Extract every line from the records below that contains the word "bowl".
★ ★ ★
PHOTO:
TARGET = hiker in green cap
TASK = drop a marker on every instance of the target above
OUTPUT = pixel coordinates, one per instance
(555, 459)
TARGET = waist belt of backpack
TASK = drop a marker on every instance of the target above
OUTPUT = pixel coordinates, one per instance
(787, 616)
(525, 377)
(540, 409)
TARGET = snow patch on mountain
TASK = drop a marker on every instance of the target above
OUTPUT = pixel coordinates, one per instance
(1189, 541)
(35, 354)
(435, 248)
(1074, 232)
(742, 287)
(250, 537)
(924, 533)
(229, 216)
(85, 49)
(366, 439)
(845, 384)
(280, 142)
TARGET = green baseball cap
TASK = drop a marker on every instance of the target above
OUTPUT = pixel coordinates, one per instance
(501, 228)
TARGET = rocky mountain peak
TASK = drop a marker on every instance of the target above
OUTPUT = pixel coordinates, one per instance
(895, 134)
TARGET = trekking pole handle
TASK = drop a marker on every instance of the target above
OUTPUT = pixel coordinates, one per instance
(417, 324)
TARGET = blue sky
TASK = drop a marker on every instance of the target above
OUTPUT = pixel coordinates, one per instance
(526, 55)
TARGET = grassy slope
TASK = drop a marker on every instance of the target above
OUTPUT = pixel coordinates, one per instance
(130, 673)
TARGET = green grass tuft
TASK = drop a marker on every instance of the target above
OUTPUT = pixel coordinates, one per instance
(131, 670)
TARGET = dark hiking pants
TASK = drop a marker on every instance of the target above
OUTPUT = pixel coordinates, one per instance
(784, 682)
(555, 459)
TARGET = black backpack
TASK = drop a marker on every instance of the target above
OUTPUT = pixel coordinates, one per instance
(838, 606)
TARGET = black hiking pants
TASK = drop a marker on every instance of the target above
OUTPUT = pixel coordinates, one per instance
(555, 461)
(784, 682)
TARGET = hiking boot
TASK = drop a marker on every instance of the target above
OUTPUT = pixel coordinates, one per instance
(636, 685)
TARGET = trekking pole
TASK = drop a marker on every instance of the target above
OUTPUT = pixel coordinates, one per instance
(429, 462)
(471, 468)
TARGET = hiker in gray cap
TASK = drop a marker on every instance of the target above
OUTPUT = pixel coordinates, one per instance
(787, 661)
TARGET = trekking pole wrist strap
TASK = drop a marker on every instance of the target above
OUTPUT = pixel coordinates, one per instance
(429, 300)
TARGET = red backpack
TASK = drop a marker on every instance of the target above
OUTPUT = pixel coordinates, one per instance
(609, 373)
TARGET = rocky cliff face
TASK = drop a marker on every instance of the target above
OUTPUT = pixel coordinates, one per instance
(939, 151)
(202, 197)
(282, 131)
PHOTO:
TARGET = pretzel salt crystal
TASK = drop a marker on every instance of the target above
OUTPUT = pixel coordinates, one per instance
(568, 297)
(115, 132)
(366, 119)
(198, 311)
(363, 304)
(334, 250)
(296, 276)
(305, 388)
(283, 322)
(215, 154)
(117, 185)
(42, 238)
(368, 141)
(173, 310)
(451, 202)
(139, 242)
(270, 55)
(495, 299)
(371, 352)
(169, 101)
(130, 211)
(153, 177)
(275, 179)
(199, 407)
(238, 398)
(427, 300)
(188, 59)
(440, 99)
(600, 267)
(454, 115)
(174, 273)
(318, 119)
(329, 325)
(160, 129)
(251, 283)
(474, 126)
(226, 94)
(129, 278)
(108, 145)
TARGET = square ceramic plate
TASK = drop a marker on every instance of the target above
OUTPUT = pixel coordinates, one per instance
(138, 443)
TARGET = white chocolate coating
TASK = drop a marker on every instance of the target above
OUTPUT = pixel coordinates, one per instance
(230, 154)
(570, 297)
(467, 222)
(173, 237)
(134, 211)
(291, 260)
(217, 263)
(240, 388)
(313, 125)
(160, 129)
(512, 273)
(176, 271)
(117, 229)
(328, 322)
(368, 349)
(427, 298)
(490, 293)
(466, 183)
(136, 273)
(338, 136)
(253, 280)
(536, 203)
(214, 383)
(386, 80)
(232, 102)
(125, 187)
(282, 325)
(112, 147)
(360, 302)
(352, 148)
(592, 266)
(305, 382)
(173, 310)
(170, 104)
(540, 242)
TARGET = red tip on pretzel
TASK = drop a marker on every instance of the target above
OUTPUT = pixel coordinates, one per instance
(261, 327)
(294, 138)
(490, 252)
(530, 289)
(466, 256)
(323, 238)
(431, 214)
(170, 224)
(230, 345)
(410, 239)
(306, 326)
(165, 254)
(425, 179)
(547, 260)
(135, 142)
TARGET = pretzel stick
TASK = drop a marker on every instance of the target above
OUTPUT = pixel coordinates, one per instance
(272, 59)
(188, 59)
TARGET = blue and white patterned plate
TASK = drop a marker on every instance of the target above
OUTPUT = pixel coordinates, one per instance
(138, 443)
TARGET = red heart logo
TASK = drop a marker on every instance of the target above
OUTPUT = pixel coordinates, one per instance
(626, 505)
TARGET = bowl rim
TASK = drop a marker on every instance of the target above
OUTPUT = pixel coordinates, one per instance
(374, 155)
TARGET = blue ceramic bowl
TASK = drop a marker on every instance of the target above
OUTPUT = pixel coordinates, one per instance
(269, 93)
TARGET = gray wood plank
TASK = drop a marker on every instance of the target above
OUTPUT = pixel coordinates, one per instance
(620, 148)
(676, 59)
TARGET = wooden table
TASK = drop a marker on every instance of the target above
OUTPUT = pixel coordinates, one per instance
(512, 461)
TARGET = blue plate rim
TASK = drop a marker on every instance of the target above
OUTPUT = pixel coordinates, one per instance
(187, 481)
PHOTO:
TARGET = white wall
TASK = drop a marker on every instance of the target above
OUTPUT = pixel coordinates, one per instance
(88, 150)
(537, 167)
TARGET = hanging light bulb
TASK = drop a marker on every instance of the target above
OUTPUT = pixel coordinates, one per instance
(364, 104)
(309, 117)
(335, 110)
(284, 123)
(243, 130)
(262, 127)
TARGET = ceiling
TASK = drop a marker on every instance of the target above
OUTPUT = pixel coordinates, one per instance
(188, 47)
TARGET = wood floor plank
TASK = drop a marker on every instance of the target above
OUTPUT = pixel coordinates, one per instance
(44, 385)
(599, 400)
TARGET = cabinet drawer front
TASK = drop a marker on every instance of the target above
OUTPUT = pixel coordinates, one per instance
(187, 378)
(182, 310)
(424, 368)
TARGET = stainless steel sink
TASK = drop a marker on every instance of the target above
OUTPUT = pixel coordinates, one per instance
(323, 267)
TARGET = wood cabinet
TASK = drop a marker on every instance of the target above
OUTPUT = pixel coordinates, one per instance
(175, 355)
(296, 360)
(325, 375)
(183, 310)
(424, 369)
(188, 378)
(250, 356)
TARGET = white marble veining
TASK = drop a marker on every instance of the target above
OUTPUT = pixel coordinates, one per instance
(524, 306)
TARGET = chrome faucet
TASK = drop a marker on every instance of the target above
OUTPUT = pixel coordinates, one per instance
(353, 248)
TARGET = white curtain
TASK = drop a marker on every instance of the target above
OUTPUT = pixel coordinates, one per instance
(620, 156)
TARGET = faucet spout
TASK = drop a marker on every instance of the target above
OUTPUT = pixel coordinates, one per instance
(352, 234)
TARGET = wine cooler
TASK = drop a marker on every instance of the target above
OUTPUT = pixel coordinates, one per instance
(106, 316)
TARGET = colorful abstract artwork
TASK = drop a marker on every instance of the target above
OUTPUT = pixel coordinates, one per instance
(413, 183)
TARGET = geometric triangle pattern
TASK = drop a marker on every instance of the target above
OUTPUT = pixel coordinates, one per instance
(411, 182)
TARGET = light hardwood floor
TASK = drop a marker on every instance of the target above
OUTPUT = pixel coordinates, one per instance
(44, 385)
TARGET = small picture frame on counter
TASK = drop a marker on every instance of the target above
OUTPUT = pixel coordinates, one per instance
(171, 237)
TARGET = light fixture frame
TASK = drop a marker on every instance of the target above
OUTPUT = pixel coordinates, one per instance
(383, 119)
★ ★ ★
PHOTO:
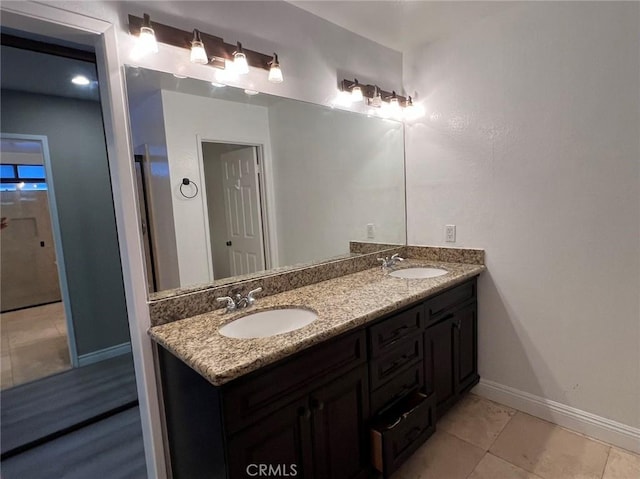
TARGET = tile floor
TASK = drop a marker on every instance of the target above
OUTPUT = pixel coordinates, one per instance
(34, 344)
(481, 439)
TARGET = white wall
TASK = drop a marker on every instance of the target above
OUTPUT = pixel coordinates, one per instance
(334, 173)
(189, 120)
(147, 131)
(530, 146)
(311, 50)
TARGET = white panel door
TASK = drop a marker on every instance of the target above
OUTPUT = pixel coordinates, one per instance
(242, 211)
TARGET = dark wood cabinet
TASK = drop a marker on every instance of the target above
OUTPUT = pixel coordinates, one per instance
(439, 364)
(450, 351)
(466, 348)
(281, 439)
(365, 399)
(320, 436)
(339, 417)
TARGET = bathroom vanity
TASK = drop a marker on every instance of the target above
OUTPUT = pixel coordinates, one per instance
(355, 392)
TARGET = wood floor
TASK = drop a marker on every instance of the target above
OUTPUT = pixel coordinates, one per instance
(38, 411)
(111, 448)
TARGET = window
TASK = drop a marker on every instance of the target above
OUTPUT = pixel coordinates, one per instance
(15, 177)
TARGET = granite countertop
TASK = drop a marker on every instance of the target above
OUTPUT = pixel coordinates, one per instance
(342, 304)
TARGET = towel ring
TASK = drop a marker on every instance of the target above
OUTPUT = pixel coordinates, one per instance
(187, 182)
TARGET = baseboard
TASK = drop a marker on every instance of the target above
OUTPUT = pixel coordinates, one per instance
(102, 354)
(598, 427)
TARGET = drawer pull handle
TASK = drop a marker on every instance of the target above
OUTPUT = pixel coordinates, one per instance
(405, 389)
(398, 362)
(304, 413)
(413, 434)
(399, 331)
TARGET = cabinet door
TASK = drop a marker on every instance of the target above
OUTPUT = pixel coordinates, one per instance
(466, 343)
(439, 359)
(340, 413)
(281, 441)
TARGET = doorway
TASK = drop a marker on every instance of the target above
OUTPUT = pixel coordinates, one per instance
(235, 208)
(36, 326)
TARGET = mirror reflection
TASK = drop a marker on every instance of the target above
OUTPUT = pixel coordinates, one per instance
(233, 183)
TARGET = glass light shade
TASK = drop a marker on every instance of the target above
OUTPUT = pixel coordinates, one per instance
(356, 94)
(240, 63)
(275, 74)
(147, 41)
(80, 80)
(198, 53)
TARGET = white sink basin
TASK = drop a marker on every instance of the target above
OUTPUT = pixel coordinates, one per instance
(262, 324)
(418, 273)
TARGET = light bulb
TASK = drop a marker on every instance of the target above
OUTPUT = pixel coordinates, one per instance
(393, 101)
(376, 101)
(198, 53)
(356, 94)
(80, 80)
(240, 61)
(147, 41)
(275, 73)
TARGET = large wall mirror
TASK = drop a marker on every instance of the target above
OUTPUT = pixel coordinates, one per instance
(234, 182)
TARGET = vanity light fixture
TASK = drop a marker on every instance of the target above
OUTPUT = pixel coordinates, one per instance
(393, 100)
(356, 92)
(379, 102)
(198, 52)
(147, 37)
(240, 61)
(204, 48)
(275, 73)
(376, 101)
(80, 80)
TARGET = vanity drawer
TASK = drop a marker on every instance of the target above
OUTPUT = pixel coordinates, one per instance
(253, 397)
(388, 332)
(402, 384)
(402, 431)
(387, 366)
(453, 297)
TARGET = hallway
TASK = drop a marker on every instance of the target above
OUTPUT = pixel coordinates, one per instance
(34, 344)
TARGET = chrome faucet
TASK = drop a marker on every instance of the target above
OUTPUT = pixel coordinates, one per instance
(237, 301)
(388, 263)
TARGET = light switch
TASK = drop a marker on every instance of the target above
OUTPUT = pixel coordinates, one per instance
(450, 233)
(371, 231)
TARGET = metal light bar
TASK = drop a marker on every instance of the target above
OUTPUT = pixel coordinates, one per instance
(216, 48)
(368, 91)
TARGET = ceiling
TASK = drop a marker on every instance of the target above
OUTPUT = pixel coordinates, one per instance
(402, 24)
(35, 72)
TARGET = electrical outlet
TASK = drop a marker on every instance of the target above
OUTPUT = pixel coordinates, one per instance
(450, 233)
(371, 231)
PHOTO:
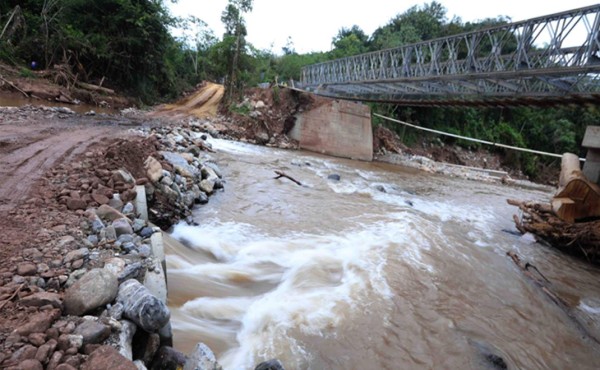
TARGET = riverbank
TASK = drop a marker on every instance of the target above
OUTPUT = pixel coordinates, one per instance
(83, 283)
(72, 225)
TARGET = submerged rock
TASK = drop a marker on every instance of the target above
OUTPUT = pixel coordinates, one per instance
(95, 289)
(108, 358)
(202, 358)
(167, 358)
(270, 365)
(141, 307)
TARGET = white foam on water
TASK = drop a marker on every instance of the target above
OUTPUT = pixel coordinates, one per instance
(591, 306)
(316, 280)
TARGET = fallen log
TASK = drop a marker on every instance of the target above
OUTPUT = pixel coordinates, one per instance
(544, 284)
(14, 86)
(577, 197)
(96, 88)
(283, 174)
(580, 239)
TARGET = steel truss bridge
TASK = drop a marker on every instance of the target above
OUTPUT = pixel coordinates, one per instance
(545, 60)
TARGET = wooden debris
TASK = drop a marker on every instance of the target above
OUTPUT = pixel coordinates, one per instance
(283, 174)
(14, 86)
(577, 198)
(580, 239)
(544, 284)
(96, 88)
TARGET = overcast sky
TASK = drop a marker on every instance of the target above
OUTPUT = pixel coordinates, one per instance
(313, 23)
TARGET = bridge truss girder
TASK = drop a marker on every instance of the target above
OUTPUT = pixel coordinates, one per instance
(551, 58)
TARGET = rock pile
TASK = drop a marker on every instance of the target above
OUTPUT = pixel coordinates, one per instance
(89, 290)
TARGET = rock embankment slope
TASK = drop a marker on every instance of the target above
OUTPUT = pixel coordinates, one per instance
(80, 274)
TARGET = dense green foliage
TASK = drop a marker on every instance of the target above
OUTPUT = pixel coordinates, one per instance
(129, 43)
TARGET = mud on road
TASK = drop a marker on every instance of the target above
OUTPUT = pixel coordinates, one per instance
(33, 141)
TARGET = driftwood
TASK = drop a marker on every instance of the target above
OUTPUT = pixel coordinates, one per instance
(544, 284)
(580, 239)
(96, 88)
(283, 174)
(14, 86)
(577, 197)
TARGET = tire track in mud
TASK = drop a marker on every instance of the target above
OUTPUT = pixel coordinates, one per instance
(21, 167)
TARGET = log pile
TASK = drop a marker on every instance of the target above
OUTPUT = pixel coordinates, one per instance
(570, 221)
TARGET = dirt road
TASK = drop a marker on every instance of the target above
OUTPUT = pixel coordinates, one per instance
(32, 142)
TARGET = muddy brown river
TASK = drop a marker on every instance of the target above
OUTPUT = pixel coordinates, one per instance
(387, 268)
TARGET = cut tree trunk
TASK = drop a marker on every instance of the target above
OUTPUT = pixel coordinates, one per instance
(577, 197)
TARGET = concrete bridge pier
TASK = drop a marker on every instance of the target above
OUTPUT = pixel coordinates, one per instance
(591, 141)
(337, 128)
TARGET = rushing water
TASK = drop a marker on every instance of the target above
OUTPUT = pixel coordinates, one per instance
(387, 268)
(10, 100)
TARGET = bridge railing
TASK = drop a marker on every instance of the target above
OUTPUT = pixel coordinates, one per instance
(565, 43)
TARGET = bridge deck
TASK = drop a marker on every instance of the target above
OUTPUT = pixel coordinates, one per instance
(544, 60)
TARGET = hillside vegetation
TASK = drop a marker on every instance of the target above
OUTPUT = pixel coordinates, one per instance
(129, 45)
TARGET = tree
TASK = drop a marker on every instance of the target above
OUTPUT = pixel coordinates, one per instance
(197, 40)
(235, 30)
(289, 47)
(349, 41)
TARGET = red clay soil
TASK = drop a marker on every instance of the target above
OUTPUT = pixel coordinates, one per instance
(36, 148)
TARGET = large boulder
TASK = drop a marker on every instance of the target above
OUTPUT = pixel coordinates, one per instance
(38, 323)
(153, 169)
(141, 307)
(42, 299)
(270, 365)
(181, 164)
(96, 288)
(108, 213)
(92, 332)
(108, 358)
★ ★ ★
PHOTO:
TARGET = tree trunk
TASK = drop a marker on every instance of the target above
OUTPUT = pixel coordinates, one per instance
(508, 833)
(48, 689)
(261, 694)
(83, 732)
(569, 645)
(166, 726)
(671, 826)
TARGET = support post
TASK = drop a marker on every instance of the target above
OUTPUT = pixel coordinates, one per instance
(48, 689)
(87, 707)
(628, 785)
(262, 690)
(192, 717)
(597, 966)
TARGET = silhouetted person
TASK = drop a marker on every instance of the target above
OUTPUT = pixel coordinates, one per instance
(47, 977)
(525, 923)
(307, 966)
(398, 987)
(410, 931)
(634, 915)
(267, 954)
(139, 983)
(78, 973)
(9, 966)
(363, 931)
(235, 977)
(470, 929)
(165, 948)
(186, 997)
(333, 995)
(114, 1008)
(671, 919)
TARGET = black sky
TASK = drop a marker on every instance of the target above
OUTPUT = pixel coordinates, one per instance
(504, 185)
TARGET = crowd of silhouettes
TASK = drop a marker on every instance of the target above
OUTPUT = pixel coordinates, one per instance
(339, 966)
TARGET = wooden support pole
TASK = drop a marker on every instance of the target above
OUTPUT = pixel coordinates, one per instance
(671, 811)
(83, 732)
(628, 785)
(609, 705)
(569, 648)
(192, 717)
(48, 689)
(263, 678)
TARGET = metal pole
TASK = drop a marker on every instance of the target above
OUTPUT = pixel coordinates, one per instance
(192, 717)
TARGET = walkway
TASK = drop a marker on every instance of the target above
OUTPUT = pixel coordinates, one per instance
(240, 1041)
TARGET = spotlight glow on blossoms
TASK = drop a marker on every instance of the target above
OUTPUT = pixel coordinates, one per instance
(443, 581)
★ ★ ★
**ANSWER IN FULL:**
TARGET = bowl rim
TARGET = blue ceramic bowl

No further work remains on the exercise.